§ Task details: Repeat the records below in their entirety, exactly.

(Data extracted from a collection)

※

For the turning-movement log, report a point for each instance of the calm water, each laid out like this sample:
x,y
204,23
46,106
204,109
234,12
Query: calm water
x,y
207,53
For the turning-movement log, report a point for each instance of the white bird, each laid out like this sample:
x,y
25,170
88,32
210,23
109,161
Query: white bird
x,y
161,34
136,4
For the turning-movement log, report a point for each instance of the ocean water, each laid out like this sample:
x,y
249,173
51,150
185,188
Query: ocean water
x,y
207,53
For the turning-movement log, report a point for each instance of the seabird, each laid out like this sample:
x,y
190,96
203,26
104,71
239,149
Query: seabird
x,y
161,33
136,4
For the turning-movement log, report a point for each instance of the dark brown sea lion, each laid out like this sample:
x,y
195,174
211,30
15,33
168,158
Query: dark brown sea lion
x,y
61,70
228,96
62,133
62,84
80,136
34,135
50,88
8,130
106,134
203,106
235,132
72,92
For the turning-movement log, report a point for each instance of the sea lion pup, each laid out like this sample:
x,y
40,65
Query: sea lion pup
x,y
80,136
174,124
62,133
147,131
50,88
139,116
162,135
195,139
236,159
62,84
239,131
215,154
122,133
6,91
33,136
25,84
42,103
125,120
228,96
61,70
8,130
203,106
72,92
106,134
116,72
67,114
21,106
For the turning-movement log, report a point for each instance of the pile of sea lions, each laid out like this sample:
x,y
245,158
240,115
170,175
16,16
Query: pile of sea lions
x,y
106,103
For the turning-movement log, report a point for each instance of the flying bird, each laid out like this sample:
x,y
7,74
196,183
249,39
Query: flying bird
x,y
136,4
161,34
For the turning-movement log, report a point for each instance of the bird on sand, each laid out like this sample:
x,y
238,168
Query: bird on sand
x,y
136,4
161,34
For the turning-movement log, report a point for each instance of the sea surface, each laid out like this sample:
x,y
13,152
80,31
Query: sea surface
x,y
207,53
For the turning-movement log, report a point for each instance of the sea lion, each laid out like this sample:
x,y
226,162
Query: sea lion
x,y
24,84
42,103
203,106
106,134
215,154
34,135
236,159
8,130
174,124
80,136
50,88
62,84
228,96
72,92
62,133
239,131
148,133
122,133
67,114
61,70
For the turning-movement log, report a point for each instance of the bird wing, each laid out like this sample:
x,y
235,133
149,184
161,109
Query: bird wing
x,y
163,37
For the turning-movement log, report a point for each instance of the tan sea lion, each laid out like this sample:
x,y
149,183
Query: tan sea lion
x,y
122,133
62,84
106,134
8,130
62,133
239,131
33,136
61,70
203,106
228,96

※

§ Task response:
For the turning-movement log, report a point for each instance of the calm water, each laid out like this sample:
x,y
204,23
46,106
204,109
234,12
Query: calm water
x,y
207,53
For the turning-movement log, report a point for each instance of the white bird, each laid out like this sample:
x,y
25,170
88,32
210,23
109,161
Query: white bird
x,y
161,34
136,4
For the turning-movement log, report a point for each instance of the ocean water, each laid out like this sample:
x,y
249,173
51,150
185,188
Query: ocean water
x,y
207,53
For the turning-movement log, report a point for each instance of the seabird, each laid out like this sample:
x,y
190,96
203,26
104,71
239,149
Query: seabird
x,y
161,33
136,4
For the turning-movement log, report a point for each instance of the dark brown sea lion, each laid out like this sample:
x,y
195,174
211,30
15,33
168,158
Query: dark brown sea lion
x,y
61,70
228,96
62,133
62,84
80,136
34,135
50,88
8,130
106,134
203,106
235,132
72,92
For the turning-movement log, report a point for each instance of the sea lion pup, each laid out like this sample:
x,y
40,65
Query: sea lion pup
x,y
80,136
174,124
62,133
147,131
50,88
139,116
162,135
195,139
236,159
62,84
239,131
215,154
122,133
6,91
33,136
25,84
42,103
125,120
228,96
61,70
8,130
203,106
72,92
106,134
116,72
67,114
21,106
For the turning-movement log, report a point for each instance of the pile of sea lions, each laid out like this sample:
x,y
245,158
240,115
170,175
16,16
Query: pile of sea lions
x,y
106,103
For the turning-movement log, report a point for each instance of the flying bird, each laid out like this sample:
x,y
7,74
196,183
249,39
Query: flying bird
x,y
136,4
161,34
For the turning-movement log, report a point for each instance of the bird on sand, each laid out like this sample:
x,y
238,168
Query: bird on sand
x,y
136,4
161,34
For the turning-movement log, report a point for each instance of the sea surface, each laid out like this sample:
x,y
13,152
80,31
Query: sea surface
x,y
207,53
For the turning-movement log, report a point for each instance of the sea lion, each laid out like this sample:
x,y
226,162
Query: sea lion
x,y
24,84
42,103
203,106
106,134
215,154
34,135
236,159
8,130
174,124
80,136
50,88
62,84
228,96
72,92
62,133
239,131
148,133
122,133
67,114
61,70
For the turning-movement log, report a point for each instance of the bird wing, each laid out like this sample:
x,y
235,133
149,184
161,109
Query: bird wing
x,y
163,37
For the turning-movement log, report a point for each instance of the tan sea lion, each laid out like this sample:
x,y
149,183
Query: tan sea lion
x,y
122,133
62,84
106,134
8,130
62,133
239,131
33,136
61,70
203,106
228,96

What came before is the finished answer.